→ **Task objective**
Below is a set of records; print all of them exactly as written.

Pointing dataset records
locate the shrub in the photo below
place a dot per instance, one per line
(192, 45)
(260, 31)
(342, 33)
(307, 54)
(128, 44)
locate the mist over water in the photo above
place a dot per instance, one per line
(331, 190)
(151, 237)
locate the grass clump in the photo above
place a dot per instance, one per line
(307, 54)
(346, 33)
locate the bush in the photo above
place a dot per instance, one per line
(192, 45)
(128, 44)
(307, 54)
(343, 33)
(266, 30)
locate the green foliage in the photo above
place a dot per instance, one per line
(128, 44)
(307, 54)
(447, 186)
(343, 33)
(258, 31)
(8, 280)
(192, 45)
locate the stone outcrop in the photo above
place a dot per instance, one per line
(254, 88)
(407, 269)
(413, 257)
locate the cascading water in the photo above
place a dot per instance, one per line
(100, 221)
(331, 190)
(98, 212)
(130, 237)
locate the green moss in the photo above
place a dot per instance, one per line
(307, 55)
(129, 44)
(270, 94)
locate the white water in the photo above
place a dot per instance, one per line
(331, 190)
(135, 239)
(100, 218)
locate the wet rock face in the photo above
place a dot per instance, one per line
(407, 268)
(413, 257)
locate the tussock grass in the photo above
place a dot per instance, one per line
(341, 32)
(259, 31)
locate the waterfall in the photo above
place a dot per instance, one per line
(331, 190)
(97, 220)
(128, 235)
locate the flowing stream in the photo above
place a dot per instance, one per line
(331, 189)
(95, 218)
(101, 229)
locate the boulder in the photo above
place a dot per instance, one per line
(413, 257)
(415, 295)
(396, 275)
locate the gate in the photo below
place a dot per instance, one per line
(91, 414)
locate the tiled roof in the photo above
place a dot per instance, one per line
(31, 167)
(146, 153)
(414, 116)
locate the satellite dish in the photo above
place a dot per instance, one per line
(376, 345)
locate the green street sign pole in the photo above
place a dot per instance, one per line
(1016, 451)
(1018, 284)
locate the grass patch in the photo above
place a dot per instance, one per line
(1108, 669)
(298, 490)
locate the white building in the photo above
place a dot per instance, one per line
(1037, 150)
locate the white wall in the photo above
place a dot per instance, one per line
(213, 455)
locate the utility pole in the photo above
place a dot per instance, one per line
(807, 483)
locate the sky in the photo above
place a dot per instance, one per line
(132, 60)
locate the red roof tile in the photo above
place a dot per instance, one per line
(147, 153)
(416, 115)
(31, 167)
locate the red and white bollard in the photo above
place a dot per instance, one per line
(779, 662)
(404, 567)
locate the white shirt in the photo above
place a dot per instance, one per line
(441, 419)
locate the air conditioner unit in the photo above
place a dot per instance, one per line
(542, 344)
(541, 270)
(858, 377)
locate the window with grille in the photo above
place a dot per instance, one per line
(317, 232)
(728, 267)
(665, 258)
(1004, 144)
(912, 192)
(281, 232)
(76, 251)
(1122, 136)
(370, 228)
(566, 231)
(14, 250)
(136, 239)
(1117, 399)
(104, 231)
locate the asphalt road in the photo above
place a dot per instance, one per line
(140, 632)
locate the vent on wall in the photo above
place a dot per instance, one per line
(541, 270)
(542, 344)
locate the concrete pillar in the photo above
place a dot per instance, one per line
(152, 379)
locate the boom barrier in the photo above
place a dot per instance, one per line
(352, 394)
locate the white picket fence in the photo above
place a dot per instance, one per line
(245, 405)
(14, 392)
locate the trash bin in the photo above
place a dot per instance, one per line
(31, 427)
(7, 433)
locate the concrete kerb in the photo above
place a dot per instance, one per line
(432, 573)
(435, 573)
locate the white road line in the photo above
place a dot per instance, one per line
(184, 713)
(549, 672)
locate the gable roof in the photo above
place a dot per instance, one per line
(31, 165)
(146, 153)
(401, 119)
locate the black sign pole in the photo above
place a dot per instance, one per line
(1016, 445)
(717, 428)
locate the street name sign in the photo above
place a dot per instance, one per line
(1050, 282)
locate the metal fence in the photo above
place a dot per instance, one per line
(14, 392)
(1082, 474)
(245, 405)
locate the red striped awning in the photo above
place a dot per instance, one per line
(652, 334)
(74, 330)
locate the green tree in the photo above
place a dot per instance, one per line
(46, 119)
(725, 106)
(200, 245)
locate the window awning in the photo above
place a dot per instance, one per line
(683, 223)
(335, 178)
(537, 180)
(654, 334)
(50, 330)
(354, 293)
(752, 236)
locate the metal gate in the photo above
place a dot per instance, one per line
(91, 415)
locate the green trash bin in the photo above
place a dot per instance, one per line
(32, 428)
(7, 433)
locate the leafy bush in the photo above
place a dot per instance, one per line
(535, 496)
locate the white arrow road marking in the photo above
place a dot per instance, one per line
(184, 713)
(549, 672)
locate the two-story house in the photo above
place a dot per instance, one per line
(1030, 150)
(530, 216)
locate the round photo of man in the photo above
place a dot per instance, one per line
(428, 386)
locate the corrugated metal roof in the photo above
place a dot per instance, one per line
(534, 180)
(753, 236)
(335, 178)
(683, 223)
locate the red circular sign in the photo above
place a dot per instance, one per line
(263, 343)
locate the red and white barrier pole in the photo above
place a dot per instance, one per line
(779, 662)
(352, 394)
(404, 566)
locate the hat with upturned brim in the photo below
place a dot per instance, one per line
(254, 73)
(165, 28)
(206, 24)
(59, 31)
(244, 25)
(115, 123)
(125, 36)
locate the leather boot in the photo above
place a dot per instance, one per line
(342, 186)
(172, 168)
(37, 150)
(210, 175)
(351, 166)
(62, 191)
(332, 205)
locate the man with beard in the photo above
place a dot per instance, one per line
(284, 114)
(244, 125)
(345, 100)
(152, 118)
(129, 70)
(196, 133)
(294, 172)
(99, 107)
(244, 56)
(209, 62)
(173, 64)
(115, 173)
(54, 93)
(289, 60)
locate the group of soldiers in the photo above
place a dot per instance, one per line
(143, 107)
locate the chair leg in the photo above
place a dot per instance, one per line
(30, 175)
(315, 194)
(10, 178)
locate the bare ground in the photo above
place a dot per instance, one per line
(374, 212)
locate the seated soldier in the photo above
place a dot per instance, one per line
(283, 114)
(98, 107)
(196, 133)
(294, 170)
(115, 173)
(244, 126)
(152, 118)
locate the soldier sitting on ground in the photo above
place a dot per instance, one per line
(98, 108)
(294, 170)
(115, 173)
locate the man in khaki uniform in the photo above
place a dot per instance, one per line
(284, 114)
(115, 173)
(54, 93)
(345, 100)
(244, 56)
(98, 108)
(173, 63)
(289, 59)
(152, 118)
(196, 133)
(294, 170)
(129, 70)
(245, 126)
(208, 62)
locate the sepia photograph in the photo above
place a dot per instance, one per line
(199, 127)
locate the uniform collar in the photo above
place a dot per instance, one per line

→ **Result of this exercise**
locate the shrub in the photo below
place a dot per instance, one per line
(192, 45)
(260, 31)
(342, 33)
(307, 54)
(128, 44)
locate the mist over water in the photo above
place a dot per instance, one per line
(331, 190)
(151, 237)
locate the grass clump in the photo above
place a dot per instance, one per line
(307, 54)
(346, 33)
locate the bush in the photo above
place a dot per instance, one per line
(192, 45)
(128, 44)
(307, 54)
(343, 33)
(266, 30)
locate the green foliage in the photo above
place a dot per instance, one per line
(128, 44)
(307, 54)
(447, 186)
(343, 33)
(258, 31)
(8, 280)
(192, 45)
locate the stone outcrop in the photo above
place a dot per instance, one per line
(254, 88)
(407, 269)
(413, 257)
locate the cascading water in the photo above
place a dot per instance, one per line
(100, 221)
(331, 190)
(98, 212)
(130, 237)
locate the green moss in the photo above
place a dot per instance, one per line
(307, 55)
(129, 44)
(270, 94)
locate the white water in the photo above
place a dot per instance, one per line
(331, 190)
(135, 239)
(100, 218)
locate the wet rock face in the photo above
place a dot per instance, one per line
(407, 268)
(413, 257)
locate the tussock grass in the photo above
place a dot per instance, one per line
(341, 32)
(259, 31)
locate the waterfall in the photo above
place a dot per instance, one per line
(331, 190)
(97, 220)
(128, 235)
locate the flowing stream in the photo above
place a dot per instance, one per line
(331, 189)
(95, 218)
(101, 229)
locate the boulder in the photo above
place a dot per instance, one per line
(413, 257)
(415, 295)
(396, 275)
locate the gate in the photo below
place a dot per instance, one per line
(91, 414)
locate the tiled roof in the photo above
place a dot per instance, one per line
(31, 167)
(146, 153)
(414, 116)
locate the satellite dish in the photo above
place a dot per instance, one per line
(376, 345)
locate the green street sign pole in the photo above
place a dot per instance, one per line
(1016, 451)
(1018, 284)
locate the grass patch in the photo above
place a dot per instance, one per line
(1108, 669)
(298, 490)
locate the white building in the photo above
place a dot per instance, one per line
(1037, 150)
locate the white wall in the photo above
place a dot per instance, one per line
(213, 455)
locate the utility pole in the photo above
place a dot per instance, one per line
(807, 483)
locate the sky in the photo above
place a dot per instance, one per line
(132, 60)
locate the red roof tile in the photo above
place a dot per instance, one per line
(147, 153)
(416, 115)
(31, 167)
locate the red and white bollard in the photo above
place a dot per instance, one per line
(779, 662)
(404, 567)
locate the white shirt in the photo above
place a dot per instance, one per line
(441, 419)
locate the air conditioner unit in the photo above
place a dot per instance, one per line
(542, 344)
(541, 270)
(858, 377)
locate the window with grille in the photo above
place a dot per instance, one per line
(317, 232)
(728, 267)
(665, 258)
(1004, 144)
(912, 192)
(281, 232)
(76, 251)
(1122, 136)
(370, 228)
(566, 231)
(14, 250)
(136, 239)
(1117, 399)
(104, 231)
locate the asphalt road in the photo above
place a dot per instance, one per line
(140, 632)
locate the vent on wall in the photo above
place a dot per instance, one per line
(541, 270)
(542, 344)
locate the concrete pillar in the photo above
place a dot per instance, one per line
(152, 379)
locate the boom barrier in the photo above
place a dot per instance, one per line
(352, 394)
locate the white picket fence in the photo above
place a dot per instance, one per line
(245, 405)
(14, 392)
locate the trash bin in the photo above
place a dot per instance, one per line
(31, 427)
(7, 433)
locate the concrete kerb in the photo above
place a dot per instance, one per line
(432, 573)
(435, 573)
locate the white road line in the photo above
place a dot per instance, one per line
(184, 713)
(549, 672)
locate the gable roof in the photo above
place a dot per instance, one per line
(31, 165)
(146, 153)
(401, 119)
locate the black sign pole in the photo above
place a dot per instance, one per line
(1016, 445)
(717, 428)
locate the street name sign in the photo above
place a dot per instance, one per line
(1050, 282)
locate the metal fence in the photo above
place a dot per instance, one per line
(14, 392)
(1082, 474)
(245, 405)
locate the red striped awning in the photo above
place a dot per instance, one per line
(652, 334)
(74, 330)
locate the green tree in the photo above
place a dot per instance, one per line
(46, 119)
(725, 106)
(200, 245)
locate the window awning in the photo above
place a dot per instance, one per line
(683, 223)
(335, 178)
(537, 180)
(654, 334)
(50, 330)
(354, 293)
(752, 236)
locate the metal gate in the photo above
place a dot per instance, one per line
(91, 415)
locate the green trash bin in the photo above
place a dot per instance, one per line
(32, 428)
(7, 433)
locate the leafy bush in the photo above
place a dot per instance, one per line
(535, 496)
locate the white arrow road marking in the photo above
place a dot per instance, one per line
(184, 713)
(549, 672)
locate the two-story house in the photo above
place a dot per instance, one per line
(1030, 150)
(530, 216)
locate the round photo of man in the photo above
place a dot per instance, one per line
(428, 386)
locate the corrugated metal roof in the photo above
place a dot per instance, one per line
(534, 180)
(753, 236)
(335, 178)
(683, 223)
locate the red circular sign in the photo above
place a dot per instance, one per line
(263, 343)
locate the red and white barrier pole in the photo above
place a dot per instance, one per line
(779, 662)
(352, 394)
(404, 566)
locate the hat with upturned brim in the photo below
place a dot per instance, one per line
(254, 73)
(165, 28)
(206, 24)
(59, 31)
(244, 25)
(115, 123)
(125, 36)
locate the leather boot in the photo above
place a dot per instance, one per line
(342, 186)
(172, 168)
(37, 150)
(210, 175)
(351, 166)
(62, 191)
(332, 205)
locate the man with beard in the photo above
place a dot per instance, one per line
(284, 114)
(244, 125)
(345, 100)
(152, 118)
(129, 70)
(196, 133)
(294, 172)
(99, 107)
(244, 56)
(209, 62)
(173, 64)
(115, 173)
(54, 93)
(289, 60)
locate the group of soldiers in the photo above
place a dot per instance, one per line
(143, 107)
locate the chair leg in the photo above
place a dot per instance, one per line
(30, 175)
(315, 194)
(10, 178)
locate the bare ground in the photo above
place a dot per instance, one per line
(374, 212)
locate the seated soldier in the photo above
place a dot per instance, one per line
(283, 114)
(98, 107)
(196, 133)
(294, 170)
(115, 173)
(244, 126)
(152, 118)
locate the soldier sitting on ground in the photo above
place a dot per instance, one per line
(98, 108)
(294, 170)
(115, 173)
locate the man in khaki uniform in the photo above
place a dot per instance, one per line
(284, 114)
(115, 173)
(54, 93)
(345, 100)
(244, 56)
(98, 108)
(173, 63)
(289, 59)
(152, 118)
(196, 133)
(294, 170)
(129, 70)
(245, 126)
(208, 62)
locate the sepia photograph in the photo above
place a dot per instance, one per line
(199, 127)
locate the uniform collar in the photo above
place a dot per instance, one per line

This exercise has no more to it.